* [TASKS FOR THIS EXERCISE]:
• A. Answer these questions about the BETTY interview:
(i) What does EZ ask of anyone who is going to steal BETTY's music?
(ii) Which two performers does AZ say stick in mind after some great recent shows?
(iii) What was the name of last year's Off-Broadway sensation?
• B. In the BETTY interview, why does AP still want an artist's entire album?
• C. Continue the BETTY interview from its last question onward.

* [TEXT SECTION]:
........

AZ: I tell people that if they don’t come to our shows and buy our stuff, I’m never talking to them again. It’s an interesting way to keep friends.

How do you feel about file sharing? Is BETTY concerned with losing money from these ventures or is this free PR for independent artists who might otherwise not have any press?

EZ: It’s not the money so much as the fact that this is something that you made with your lifeblood. If someone’s gonna steal it, all I ask is that they spread the BETTY gospel.

AP: If I’m interested in an artist, I still want the entire expression of their idea from start to finish. I want the entire album, the art and all the words that flesh out what they are trying to communicate to me.

As veteran performers of stage and screen, who are some young performers that you are excited about and why?

EZ: Beyonce, Chicks on Speed, Pink, Alex Olson, and some girl I heard in the subway the other day.

AZ: I’m always excited about seeing young artists on stage who command the attention of the audience. I’ve enjoyed some great shows lately. Hmmm, let’s see, Holly Miranda and Natalia Zuckerman stick in my mind.

AP: The young artist I’m breathless about is Ruby Lucca Dangerfield Salvatore Palmer. I can’t WAIT to see what she’s going to do next!

Following the success of last year’s Off-Broadway sensation BETTY RULES, how have your goals as a band changed?

........

* [Records from a dataset]:
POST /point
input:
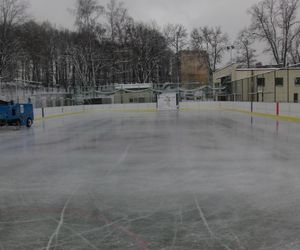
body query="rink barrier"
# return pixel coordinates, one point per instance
(282, 111)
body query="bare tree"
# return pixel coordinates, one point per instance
(275, 22)
(244, 43)
(12, 14)
(87, 14)
(176, 35)
(210, 44)
(118, 21)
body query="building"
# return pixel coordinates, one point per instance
(263, 84)
(194, 70)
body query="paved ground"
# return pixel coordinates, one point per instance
(192, 180)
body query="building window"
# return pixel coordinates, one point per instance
(141, 100)
(297, 81)
(260, 82)
(278, 81)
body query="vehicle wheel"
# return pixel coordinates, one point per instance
(18, 124)
(29, 123)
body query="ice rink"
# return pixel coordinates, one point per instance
(158, 180)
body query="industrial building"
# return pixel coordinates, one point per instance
(262, 84)
(194, 70)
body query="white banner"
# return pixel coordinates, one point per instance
(167, 101)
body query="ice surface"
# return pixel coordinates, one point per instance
(187, 180)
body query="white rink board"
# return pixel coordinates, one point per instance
(167, 101)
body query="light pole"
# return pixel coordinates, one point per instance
(231, 48)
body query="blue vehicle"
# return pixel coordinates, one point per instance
(12, 114)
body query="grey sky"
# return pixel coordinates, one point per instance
(230, 14)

........

* [ANSWERS BY TASK]:
• A.
(i) That they spread the BETTY gospel.
(ii) Holly Miranda and Natalia Zuckerman.
(iii) BETTY RULES.

• B. AP wants the entire expression of an artist's idea from start to finish. That means the whole album, the art and all the words that flesh out what the artist is trying to communicate.

• C.
EZ: I would like to see BETTY RULES become a movie. I also want us to play on The L Word in the bar or café or something. I just want us to keep growing as artists. Otherwise what’s the fucking point?

AZ: My goal as a band member is to never again make fun of my theatre friends who complain about doing eight shows a week. It is the hardest thing a performer can do.

AP: It is the same goal —- to entertain an audience, have an incredible time doing it and get great freebies afterward from food to sex.

Has BETTY RULES changed your focus as musicians? Can we expect to hear another original album in the near future?

EZ: We already have a lot of material for a new CD. Look for it next year.


AP: We have two albums we want to put out — some killer songs we’ve been performing and a holiday CD. Lately I’ve been pushing for a kid’s album too.

Is there a future for BETTY RULES?

AZ: BETTY RULES is going to Chicago’s Lakeshore Theatre for a six week run starting May 6th. Yahoo!

AP: After, we’re hoping to tour in the US, and then hop abroad.

You have a long history of political activism as a band. What causes are you watching closely in this year’s election?

EZ: Pro-choice. If you’re not pro-choice get the fuck out of my life.

AZ: All of them. We are doing everything we can to change the “Administration” in November — or else we are doomed as a nation and world.

AP: Equal rights, health care, trade, the environment and education. Americans have the future of our nation in our hands right now. I pray on my knees, facing the rising sun and with all my heart — that the least selfish path will prevail.

Why is it so important for musicians to get involved and to be active in their community?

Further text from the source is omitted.